Work to do - Transcribe verbatim the lines below, starting with the line that contains "Task: point out each instance of the golden" and continuing through the last line.

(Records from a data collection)
/---

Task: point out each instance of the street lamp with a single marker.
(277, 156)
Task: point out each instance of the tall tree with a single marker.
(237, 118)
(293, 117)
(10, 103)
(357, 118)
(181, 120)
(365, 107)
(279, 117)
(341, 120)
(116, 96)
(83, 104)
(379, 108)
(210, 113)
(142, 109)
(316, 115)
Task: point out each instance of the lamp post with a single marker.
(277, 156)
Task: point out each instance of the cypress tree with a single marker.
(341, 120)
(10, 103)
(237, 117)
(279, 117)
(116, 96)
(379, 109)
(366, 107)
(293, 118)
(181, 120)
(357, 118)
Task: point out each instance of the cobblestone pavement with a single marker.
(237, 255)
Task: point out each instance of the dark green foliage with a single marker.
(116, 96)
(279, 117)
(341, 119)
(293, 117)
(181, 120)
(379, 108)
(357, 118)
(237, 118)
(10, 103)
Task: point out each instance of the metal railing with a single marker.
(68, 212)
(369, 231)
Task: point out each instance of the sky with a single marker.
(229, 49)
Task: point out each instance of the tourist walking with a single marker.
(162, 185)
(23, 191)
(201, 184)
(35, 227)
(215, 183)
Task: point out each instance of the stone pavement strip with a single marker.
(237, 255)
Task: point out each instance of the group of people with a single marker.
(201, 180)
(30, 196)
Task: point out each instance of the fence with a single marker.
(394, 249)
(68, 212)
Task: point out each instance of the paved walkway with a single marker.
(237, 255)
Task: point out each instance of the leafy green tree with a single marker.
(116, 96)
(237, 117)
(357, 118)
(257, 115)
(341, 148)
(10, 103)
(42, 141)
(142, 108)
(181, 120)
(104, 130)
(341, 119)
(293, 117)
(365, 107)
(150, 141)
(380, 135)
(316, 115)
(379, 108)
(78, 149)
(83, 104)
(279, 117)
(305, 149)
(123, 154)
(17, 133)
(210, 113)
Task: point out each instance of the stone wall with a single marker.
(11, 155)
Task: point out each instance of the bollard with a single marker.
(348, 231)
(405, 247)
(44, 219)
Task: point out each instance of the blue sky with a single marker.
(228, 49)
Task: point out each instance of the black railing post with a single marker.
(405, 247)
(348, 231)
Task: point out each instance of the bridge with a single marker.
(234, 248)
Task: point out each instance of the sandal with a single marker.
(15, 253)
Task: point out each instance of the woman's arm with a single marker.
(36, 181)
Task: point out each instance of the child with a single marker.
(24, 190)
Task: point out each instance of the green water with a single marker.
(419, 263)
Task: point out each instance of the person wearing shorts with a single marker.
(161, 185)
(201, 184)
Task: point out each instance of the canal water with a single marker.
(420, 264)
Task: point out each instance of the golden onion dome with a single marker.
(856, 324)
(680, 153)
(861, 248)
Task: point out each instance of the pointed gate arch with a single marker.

\---

Written solution -
Task: point out each instance of the golden onion dome with a single marker.
(856, 324)
(680, 153)
(861, 248)
Task: point out each instance of the pointed gate arch with a single marker.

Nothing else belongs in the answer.